Write out every entry exactly as it stands.
Extracted entries Start Marker
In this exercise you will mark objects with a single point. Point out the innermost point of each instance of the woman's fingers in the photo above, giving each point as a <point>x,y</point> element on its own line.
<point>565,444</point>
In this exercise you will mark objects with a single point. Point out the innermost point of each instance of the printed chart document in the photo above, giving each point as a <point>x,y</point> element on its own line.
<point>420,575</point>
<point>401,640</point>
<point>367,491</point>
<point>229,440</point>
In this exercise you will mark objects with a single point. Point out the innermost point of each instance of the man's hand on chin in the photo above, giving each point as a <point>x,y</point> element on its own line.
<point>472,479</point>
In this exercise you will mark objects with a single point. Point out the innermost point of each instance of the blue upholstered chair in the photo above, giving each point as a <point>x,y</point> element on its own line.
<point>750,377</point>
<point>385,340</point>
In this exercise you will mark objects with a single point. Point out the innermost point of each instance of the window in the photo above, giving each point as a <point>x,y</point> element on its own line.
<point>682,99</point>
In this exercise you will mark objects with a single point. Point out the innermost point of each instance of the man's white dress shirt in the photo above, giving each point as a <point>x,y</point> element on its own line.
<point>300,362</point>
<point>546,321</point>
Extracted entries End Marker
» Response to the task
In this exercise you will mark objects with a single point. Point out the innermost point of each instance of the woman's fingers in the photo above, giving each point as a <point>x,y</point> element on its own line.
<point>565,444</point>
In this exercise you will mark objects with a single point. Point out the innermost point of each instance of the printed chart document in the photo above, giving each point as a <point>x,y</point> element on its own line.
<point>420,575</point>
<point>401,640</point>
<point>367,491</point>
<point>229,440</point>
In this exercise you will mark objects with a single point. Point out the innermost point of each instance of the man's hand on chin in the photo above, giving each point as a <point>x,y</point> element on its own line.
<point>472,479</point>
In this exercise you will mark objects with a single point. Point out the innermost point of each instance of the blue upholstered chair in the photo above, giving each point as a <point>x,y</point> element on its own line.
<point>750,377</point>
<point>385,340</point>
In this exercise you will mark objects with a single point. Point out the innermost point of each instance of the window in the photo above, giving each point as a <point>x,y</point> element on its own line.
<point>682,99</point>
In this exercise you will mark objects with a single point. Point out the innermost point of each instance of the man's white dress shirt in the photo above, giving each point as a <point>x,y</point> element on its own line.
<point>300,362</point>
<point>546,321</point>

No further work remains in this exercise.